- [The task]: Render each line of the rows below as a JSON list of strings, one string per line, omitting any blank lines.

- [Information provided]:

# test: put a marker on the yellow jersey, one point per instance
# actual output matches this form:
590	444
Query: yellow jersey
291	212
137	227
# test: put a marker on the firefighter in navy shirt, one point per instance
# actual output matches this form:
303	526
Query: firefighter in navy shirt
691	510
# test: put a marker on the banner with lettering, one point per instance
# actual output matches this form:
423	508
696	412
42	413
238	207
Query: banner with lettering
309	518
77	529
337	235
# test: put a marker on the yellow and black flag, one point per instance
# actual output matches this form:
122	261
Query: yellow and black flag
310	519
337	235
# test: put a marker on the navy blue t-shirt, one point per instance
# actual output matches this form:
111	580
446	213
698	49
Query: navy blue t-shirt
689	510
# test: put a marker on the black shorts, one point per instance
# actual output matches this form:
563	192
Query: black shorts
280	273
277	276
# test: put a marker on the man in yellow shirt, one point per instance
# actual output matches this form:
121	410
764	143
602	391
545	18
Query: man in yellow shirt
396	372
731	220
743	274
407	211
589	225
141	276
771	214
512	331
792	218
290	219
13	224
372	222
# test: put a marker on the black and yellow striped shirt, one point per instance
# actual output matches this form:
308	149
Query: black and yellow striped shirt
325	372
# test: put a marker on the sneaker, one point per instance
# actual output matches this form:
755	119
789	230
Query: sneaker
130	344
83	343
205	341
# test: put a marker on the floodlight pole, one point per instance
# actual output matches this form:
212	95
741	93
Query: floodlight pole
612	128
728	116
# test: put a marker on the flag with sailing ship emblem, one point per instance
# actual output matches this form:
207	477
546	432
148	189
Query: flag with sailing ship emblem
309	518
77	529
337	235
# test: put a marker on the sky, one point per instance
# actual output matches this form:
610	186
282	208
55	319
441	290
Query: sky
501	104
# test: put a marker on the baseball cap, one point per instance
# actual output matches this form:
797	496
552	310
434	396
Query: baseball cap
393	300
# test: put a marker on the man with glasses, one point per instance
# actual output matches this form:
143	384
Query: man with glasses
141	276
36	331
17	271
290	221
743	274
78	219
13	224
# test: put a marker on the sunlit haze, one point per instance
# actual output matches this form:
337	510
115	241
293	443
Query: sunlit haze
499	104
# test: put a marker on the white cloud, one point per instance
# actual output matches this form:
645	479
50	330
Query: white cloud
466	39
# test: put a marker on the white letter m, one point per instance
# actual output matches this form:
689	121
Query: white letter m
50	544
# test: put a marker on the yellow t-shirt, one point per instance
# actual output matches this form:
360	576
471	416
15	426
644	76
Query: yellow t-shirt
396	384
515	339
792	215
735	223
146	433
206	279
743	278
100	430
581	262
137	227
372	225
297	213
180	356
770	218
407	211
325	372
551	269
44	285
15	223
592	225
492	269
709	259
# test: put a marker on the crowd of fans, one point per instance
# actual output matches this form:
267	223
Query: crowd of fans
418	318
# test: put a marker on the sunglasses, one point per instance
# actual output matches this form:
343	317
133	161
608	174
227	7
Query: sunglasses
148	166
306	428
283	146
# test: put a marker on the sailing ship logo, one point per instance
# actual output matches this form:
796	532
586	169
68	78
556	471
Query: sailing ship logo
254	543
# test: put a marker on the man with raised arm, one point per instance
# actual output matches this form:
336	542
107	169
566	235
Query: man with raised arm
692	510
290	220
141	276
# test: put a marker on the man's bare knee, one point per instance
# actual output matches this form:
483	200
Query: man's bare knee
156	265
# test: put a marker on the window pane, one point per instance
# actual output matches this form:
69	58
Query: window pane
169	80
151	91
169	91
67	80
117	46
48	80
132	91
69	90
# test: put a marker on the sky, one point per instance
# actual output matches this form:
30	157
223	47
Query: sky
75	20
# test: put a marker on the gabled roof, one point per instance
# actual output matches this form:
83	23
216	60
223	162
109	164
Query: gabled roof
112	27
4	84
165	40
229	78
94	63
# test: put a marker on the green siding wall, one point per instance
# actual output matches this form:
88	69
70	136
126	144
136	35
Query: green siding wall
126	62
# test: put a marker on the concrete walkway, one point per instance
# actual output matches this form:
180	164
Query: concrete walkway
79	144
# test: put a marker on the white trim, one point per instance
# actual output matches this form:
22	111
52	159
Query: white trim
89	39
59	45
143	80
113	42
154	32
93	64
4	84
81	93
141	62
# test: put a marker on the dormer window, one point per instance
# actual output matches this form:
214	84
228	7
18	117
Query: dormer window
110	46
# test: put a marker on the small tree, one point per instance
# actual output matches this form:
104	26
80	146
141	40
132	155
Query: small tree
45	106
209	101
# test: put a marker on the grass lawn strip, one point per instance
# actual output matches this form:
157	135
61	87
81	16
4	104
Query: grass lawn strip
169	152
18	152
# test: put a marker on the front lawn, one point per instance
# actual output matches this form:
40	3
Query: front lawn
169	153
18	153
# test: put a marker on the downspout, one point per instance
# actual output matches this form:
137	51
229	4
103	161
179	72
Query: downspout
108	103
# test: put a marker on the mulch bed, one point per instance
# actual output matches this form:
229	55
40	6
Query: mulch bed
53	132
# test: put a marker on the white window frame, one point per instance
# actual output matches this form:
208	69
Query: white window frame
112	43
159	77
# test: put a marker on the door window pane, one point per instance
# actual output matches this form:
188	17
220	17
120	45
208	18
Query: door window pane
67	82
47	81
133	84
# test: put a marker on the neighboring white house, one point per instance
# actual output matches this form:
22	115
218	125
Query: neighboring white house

- [Output of the exercise]:
[
  "# test: put a marker on the yellow jersey, one point per instance",
  "# actual output matches this form:",
  "590\t444",
  "Query: yellow jersey",
  "291\t212",
  "137\t227",
  "# test: put a marker on the firefighter in navy shirt, one point per instance",
  "# actual output matches this form:",
  "303\t526",
  "Query: firefighter in navy shirt",
  "691\t510",
  "# test: put a marker on the banner with lettering, one point per instance",
  "# actual output matches this form:",
  "423\t508",
  "696\t412",
  "42\t413",
  "238\t207",
  "Query: banner with lettering",
  "309\t518",
  "77\t529",
  "337\t235",
  "# test: put a marker on the yellow and black flag, one point per instance",
  "# actual output matches this form:",
  "122\t261",
  "Query: yellow and black flag",
  "310\t519",
  "337\t235",
  "# test: put a marker on the navy blue t-shirt, one point per instance",
  "# actual output matches this form:",
  "111\t580",
  "446\t213",
  "698\t49",
  "Query: navy blue t-shirt",
  "689\t510",
  "# test: put a marker on the black shorts, one point per instance",
  "# actual output matches this form:",
  "563\t192",
  "Query: black shorts",
  "280\t273",
  "277\t276",
  "# test: put a marker on the man in yellow shirt, one point per instance",
  "# actual output matches this form:",
  "121\t410",
  "764\t143",
  "602\t391",
  "545\t18",
  "Query: man in yellow shirt",
  "396\t372",
  "731\t220",
  "743\t274",
  "407\t211",
  "589\t225",
  "141\t276",
  "771\t214",
  "512\t331",
  "792\t218",
  "290\t219",
  "13\t224",
  "372\t222",
  "# test: put a marker on the black and yellow striped shirt, one point per instance",
  "# actual output matches this form:",
  "308\t149",
  "Query: black and yellow striped shirt",
  "325\t372",
  "# test: put a marker on the sneaker, one point per instance",
  "# actual output matches this form:",
  "755\t119",
  "789\t230",
  "Query: sneaker",
  "130\t344",
  "83\t343",
  "205\t341",
  "# test: put a marker on the floodlight pole, one point per instance",
  "# actual output matches this form:",
  "212\t95",
  "741\t93",
  "Query: floodlight pole",
  "612\t128",
  "728\t116",
  "# test: put a marker on the flag with sailing ship emblem, one point per instance",
  "# actual output matches this form:",
  "207\t477",
  "546\t432",
  "148\t189",
  "Query: flag with sailing ship emblem",
  "309\t518",
  "77\t529",
  "337\t235",
  "# test: put a marker on the sky, one point per instance",
  "# actual output matches this form:",
  "610\t186",
  "282\t208",
  "55\t319",
  "441\t290",
  "Query: sky",
  "501\t104",
  "# test: put a marker on the baseball cap, one point per instance",
  "# actual output matches this form:",
  "797\t496",
  "552\t310",
  "434\t396",
  "Query: baseball cap",
  "393\t300",
  "# test: put a marker on the man with glasses, one point per instance",
  "# actual output matches this form:",
  "143\t384",
  "Query: man with glasses",
  "141\t276",
  "36\t331",
  "17\t271",
  "290\t221",
  "743\t274",
  "78\t219",
  "13\t224",
  "# test: put a marker on the sunlit haze, one point per instance",
  "# actual output matches this form:",
  "337\t510",
  "115\t241",
  "293\t443",
  "Query: sunlit haze",
  "499\t104",
  "# test: put a marker on the white cloud, one point per instance",
  "# actual output matches this form:",
  "645\t479",
  "50\t330",
  "Query: white cloud",
  "466\t39",
  "# test: put a marker on the white letter m, one point per instance",
  "# actual output matches this form:",
  "689\t121",
  "Query: white letter m",
  "50\t544",
  "# test: put a marker on the yellow t-shirt, one point per instance",
  "# actual output matches this form:",
  "360\t576",
  "471\t416",
  "15\t426",
  "644\t76",
  "Query: yellow t-shirt",
  "396\t384",
  "515\t339",
  "792\t215",
  "735\t223",
  "146\t433",
  "206\t279",
  "743\t278",
  "100\t430",
  "581\t262",
  "137\t227",
  "372\t225",
  "297\t213",
  "180\t356",
  "770\t218",
  "407\t211",
  "325\t372",
  "551\t269",
  "44\t285",
  "15\t223",
  "592\t225",
  "492\t269",
  "709\t259",
  "# test: put a marker on the crowd of fans, one point per instance",
  "# actual output matches this form:",
  "267\t223",
  "Query: crowd of fans",
  "418\t318",
  "# test: put a marker on the sunglasses, one point per instance",
  "# actual output matches this form:",
  "343\t317",
  "133\t161",
  "608\t174",
  "227\t7",
  "Query: sunglasses",
  "148\t166",
  "306\t428",
  "283\t146",
  "# test: put a marker on the sailing ship logo, one point per instance",
  "# actual output matches this form:",
  "796\t532",
  "586\t169",
  "68\t78",
  "556\t471",
  "Query: sailing ship logo",
  "254\t543",
  "# test: put a marker on the man with raised arm, one point per instance",
  "# actual output matches this form:",
  "336\t542",
  "107\t169",
  "566\t235",
  "Query: man with raised arm",
  "692\t510",
  "290\t220",
  "141\t276",
  "# test: put a marker on the man's bare knee, one point per instance",
  "# actual output matches this form:",
  "483\t200",
  "Query: man's bare knee",
  "156\t265",
  "# test: put a marker on the window pane, one point per instance",
  "# actual output matches this form:",
  "69\t58",
  "Query: window pane",
  "169\t80",
  "151\t91",
  "169\t91",
  "67\t80",
  "117\t46",
  "48\t80",
  "132\t91",
  "69\t90",
  "# test: put a marker on the sky, one point per instance",
  "# actual output matches this form:",
  "30\t157",
  "223\t47",
  "Query: sky",
  "75\t20",
  "# test: put a marker on the gabled roof, one point per instance",
  "# actual output matches this form:",
  "83\t23",
  "216\t60",
  "223\t162",
  "109\t164",
  "Query: gabled roof",
  "112\t27",
  "4\t84",
  "165\t40",
  "229\t78",
  "94\t63",
  "# test: put a marker on the green siding wall, one point per instance",
  "# actual output matches this form:",
  "88\t69",
  "70\t136",
  "126\t144",
  "136\t35",
  "Query: green siding wall",
  "126\t62",
  "# test: put a marker on the concrete walkway, one point per instance",
  "# actual output matches this form:",
  "180\t164",
  "Query: concrete walkway",
  "79\t144",
  "# test: put a marker on the white trim, one point per instance",
  "# actual output matches this form:",
  "22\t111",
  "52\t159",
  "Query: white trim",
  "89\t39",
  "59\t45",
  "143\t80",
  "113\t42",
  "154\t32",
  "93\t64",
  "4\t84",
  "81\t93",
  "141\t62",
  "# test: put a marker on the dormer window, one point per instance",
  "# actual output matches this form:",
  "214\t84",
  "228\t7",
  "18\t117",
  "Query: dormer window",
  "110\t46",
  "# test: put a marker on the small tree, one point per instance",
  "# actual output matches this form:",
  "104\t26",
  "80\t146",
  "141\t40",
  "132\t155",
  "Query: small tree",
  "45\t106",
  "209\t101",
  "# test: put a marker on the grass lawn strip, one point per instance",
  "# actual output matches this form:",
  "157\t135",
  "61\t87",
  "81\t16",
  "4\t104",
  "Query: grass lawn strip",
  "169\t152",
  "18\t152",
  "# test: put a marker on the front lawn, one point per instance",
  "# actual output matches this form:",
  "40\t3",
  "Query: front lawn",
  "169\t153",
  "18\t153",
  "# test: put a marker on the downspout, one point per instance",
  "# actual output matches this form:",
  "137\t51",
  "229\t4",
  "103\t161",
  "179\t72",
  "Query: downspout",
  "108\t103",
  "# test: put a marker on the mulch bed, one point per instance",
  "# actual output matches this form:",
  "229\t55",
  "40\t6",
  "Query: mulch bed",
  "53\t132",
  "# test: put a marker on the white window frame, one point per instance",
  "# actual output matches this form:",
  "208\t69",
  "Query: white window frame",
  "112\t43",
  "159\t77",
  "# test: put a marker on the door window pane, one point per instance",
  "# actual output matches this form:",
  "188\t17",
  "220\t17",
  "120\t45",
  "208\t18",
  "Query: door window pane",
  "67\t82",
  "47\t81",
  "133\t84",
  "# test: put a marker on the neighboring white house, one point per instance",
  "# actual output matches this form:",
  "22\t115",
  "218\t125",
  "Query: neighboring white house"
]